The ones who are really pissing me off now are the mobile phone spammers. I live in Japan and have to pay 300 yen (about $3.00 US) every month for the "privilege" of e-mail. Before registering my mail alias (I used a word which is NOT in common use in Japan
Not only do I pay 300 yen a month, but I have to pay per packet, so everytime one of these SCUMBAGS sends me spam, it's an actual yen or two increase in my monthly bill -- per message. It doesn't take long to add up.
So to the previous person who said, "Just calm down and hit 'delete'", there are many, many reasons to disagree with you.
How many of you have actually read any of the pdf files? Hemos, you should have at least. The suit was not brought about due primarily to spamming (although it is mentioned in the case), but due to a conflict over the lines to be installed for the company's bandwidth. Basically, they are arguing they were given the runaround first, the spamming concerns coming later. If there is evidence of them spammin, I would whole-heartedly agree to cutting their access, but I don't agree that they should have been given the ole bait-and-switch on their original bandwidth agreement.
"Every man is a mob, a chain gang of idiots." - Jonathan Nolan, Memento Mori
Last year the same thing happened to a friend of mine owns an ISP. The key is to fight dirty tricks, with dirty tricks. Basically, you set up a sendmail rule to accept the spam message, then drop kick it to /dev/null. So, the Spammer sees in his logs that the message was accepted. But on the backend you're dumping his traffic. If they call just tell them it's SPAM filters upstream and you can't do anything about it. Perhaps you'd like to sue sprint or AOL about it.
This is not informative, this is just failure to read the information given.
If you followed some of the links in the article, you'll find that the litigation began in March. The "same identical thing" didn't happen twice, it happened once and is still ongoing. Courts are slow.
In this case, it appears Paetecs original contract was vague about the 'bulk' that constituted spam; the addendum on 2% was unclear; and their termination letter was not consistent with the terms of the contract on the 30 day cure provision. Paetec did not cross its 'T's on this.
You can be sure that the AOL handling of TOSing people is a -lot- more tightly done. ISPs who deal with "bulk emailers" need to be airtight too.
-dB
"It if was easy to do, we'd find someone cheaper than you to do it."
Nope. SPAM. The lot of it. Doesn't matter how long it takes for me to write filters to catch it all. Unsolicited commercial email is still unsolicited and commercial.
"We reserve the right to refuse service to anyone"????
Granted... those businesses under regulation like utilities can't very well just refuse to provide services if the customer is paying, as the customer has no other options, but bandwidth is not exactly a monopolized industry.

→ **AIM 1**: In the spam discussion, how much does the commenter living in Japan pay each month for e-mail?
→ **AIM 2**: From the spam discussion, extract the passage starting at "This is not" and ending at "its 'T's on this.".

→ **COLLECTED DATA**:
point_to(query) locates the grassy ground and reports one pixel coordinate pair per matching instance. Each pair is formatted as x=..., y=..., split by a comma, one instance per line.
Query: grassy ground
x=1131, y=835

→ **SOLUTION 1**: 300 yen (about $3.00 US) a month.

→ **SOLUTION 2**:
This is not informative, this is just failure to read the information given.
If you followed some of the links in the article, you'll find that the litigation began in March. The "same identical thing" didn't happen twice, it happened once and is still ongoing. Courts are slow.
In this case, it appears Paetecs original contract was vague about the 'bulk' that constituted spam; the addendum on 2% was unclear; and their termination letter was not consistent with the terms of the contract on the 30 day cure provision. Paetec did not cross its 'T's on this.